Excerpted passage »

---------------

There is a growing trend in theU.S.right now to encourage children to eat more healthfully and become more active. In light of the obesity epidemic, this is a good trend. Like all good things, though, there will come a time when it is taken too far. Leaving the activity and exercise trends out, it seems that some school systems have already begun pushing towards a good thing going too far.
Schools in districts across the country, most recently one in Chicago, are allowed to set their own guidelines for meals eaten at school. In an effort to ensure proper nutrition for all students, some of these schools have banned lunches brought from home. That’s right. Parents may no longer send a sandwich, veggies and a soda with their child in an effort to save on lunch money. Students are required to purchase lunch in the cafeteria or go hungry, which means the provider of student nutrition is the same institution that classifies ketchup as a vegetable.
Other school systems are taking a less extreme approach. Washington D.C. and the L.A. Unified School District are the latest to push for banning flavored milk in schools. Described by Ann Cooper of the Boulder Valley School District in Colorado as “soda in drag,” chocolate milk has become the symbol of the efforts to take junk food out of schools. Many of these school districts, however, have yet to remove the vending machines from schools, making some question why the dedication to child nutrition does not reach as far as cutting out the profits from vending machines.

---------------

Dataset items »
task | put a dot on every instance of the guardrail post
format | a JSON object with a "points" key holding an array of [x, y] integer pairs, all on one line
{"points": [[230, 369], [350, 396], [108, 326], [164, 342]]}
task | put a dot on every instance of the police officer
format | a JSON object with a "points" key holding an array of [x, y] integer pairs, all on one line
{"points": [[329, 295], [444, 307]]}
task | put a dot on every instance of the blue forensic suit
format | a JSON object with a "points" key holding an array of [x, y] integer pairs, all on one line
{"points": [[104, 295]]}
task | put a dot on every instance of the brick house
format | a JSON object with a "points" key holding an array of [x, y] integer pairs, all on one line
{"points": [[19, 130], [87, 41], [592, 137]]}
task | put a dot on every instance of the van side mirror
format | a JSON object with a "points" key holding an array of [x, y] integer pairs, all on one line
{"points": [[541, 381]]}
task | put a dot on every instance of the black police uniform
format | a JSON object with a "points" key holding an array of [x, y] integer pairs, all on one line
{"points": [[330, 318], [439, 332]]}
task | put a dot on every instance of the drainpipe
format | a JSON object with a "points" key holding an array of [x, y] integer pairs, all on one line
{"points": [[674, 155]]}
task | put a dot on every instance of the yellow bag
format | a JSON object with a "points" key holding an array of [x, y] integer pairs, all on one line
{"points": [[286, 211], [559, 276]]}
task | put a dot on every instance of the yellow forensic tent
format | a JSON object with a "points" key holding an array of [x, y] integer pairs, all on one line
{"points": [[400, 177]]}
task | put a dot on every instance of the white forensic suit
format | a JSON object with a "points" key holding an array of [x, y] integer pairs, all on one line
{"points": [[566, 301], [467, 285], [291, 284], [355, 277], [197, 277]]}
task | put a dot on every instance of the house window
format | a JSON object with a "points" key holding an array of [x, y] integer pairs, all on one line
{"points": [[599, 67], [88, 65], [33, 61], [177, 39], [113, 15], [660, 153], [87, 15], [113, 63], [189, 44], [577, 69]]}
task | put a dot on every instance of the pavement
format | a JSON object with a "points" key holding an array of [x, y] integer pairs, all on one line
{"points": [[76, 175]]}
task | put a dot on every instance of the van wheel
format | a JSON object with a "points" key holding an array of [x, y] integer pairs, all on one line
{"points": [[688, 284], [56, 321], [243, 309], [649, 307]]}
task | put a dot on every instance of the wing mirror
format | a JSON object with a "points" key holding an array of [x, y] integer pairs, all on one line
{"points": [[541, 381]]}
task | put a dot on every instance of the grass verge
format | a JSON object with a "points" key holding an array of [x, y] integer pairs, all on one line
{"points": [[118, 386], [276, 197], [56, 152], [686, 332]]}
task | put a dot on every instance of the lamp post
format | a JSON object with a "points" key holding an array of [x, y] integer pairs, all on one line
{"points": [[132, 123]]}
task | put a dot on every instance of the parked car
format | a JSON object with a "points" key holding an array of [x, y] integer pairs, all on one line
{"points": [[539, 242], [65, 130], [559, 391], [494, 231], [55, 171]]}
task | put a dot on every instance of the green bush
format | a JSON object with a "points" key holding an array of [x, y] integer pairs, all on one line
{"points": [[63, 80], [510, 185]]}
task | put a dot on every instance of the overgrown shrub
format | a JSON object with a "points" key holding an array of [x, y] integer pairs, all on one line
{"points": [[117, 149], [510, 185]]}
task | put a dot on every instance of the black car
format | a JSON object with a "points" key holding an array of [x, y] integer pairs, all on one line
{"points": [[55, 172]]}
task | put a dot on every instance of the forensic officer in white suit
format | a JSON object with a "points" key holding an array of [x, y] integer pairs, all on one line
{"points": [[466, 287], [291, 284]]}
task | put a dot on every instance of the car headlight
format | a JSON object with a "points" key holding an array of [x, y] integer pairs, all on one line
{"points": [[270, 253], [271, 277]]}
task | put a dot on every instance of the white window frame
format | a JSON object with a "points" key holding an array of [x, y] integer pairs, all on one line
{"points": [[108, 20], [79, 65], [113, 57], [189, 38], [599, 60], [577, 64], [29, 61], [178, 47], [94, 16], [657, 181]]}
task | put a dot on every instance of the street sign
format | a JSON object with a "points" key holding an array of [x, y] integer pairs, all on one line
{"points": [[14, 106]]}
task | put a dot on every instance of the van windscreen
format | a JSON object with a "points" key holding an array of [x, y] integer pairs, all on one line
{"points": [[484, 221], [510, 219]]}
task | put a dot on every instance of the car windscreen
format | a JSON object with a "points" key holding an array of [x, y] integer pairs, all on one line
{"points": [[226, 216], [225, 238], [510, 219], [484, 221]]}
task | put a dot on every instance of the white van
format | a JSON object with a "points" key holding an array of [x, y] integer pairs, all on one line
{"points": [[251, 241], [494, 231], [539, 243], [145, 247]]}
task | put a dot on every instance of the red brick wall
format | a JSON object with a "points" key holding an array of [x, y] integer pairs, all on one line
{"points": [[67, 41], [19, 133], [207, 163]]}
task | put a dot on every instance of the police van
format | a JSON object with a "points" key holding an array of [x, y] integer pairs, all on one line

---------------

Instructions for the task »
Transcribe the part of the school nutrition article above between "Other school systems" and "from vending machines.", inclusive.

Exercise response »
Other school systems are taking a less extreme approach. Washington D.C. and the L.A. Unified School District are the latest to push for banning flavored milk in schools. Described by Ann Cooper of the Boulder Valley School District in Colorado as “soda in drag,” chocolate milk has become the symbol of the efforts to take junk food out of schools. Many of these school districts, however, have yet to remove the vending machines from schools, making some question why the dedication to child nutrition does not reach as far as cutting out the profits from vending machines.